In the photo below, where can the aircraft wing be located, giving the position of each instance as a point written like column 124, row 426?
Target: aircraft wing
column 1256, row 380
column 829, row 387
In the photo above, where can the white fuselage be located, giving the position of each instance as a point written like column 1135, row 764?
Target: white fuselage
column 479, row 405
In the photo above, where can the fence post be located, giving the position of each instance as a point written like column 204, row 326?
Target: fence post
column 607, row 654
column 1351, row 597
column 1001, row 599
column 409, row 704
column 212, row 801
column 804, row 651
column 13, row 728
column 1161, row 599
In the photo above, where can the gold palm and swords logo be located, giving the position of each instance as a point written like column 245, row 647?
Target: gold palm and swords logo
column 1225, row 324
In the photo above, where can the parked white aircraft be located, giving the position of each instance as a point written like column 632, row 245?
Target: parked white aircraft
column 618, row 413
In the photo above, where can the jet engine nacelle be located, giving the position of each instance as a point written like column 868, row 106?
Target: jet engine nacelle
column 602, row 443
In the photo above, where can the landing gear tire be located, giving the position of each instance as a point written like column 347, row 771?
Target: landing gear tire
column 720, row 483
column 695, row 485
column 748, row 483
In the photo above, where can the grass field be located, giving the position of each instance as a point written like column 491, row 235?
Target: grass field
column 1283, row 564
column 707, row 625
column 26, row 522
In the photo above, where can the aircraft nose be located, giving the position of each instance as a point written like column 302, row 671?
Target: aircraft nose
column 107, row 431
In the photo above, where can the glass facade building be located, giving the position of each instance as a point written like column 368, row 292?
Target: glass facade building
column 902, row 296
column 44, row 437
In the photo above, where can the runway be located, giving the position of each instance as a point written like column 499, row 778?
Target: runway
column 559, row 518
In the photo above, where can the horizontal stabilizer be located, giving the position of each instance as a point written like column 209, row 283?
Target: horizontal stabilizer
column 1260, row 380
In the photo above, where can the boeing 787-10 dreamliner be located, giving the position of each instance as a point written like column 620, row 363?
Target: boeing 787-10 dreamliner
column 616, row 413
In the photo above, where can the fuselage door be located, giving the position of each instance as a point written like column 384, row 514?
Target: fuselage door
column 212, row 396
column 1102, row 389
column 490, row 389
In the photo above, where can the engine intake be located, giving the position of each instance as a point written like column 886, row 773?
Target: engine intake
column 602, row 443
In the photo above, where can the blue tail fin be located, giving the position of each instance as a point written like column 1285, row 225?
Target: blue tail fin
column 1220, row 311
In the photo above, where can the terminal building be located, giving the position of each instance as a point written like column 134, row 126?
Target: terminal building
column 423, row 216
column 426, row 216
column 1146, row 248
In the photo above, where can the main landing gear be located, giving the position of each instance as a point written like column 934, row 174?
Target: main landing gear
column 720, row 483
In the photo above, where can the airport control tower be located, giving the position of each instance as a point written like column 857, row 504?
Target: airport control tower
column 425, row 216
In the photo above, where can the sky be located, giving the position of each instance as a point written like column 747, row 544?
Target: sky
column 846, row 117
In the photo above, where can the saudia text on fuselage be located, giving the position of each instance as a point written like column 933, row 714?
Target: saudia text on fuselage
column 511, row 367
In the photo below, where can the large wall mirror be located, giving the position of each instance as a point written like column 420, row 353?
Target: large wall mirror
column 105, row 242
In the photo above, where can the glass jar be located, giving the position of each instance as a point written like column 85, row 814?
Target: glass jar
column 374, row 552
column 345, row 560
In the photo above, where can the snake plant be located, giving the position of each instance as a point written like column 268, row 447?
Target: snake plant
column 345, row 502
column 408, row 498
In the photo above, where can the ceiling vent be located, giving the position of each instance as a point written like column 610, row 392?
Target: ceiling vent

---+---

▸ TASK DIRECTIONS: Check each line above for the string "ceiling" and return those that contain it.

▸ TASK ANSWER:
In the photo above, where can the ceiling vent be located, giving the position of each instance as a point written like column 610, row 392?
Target: ceiling vent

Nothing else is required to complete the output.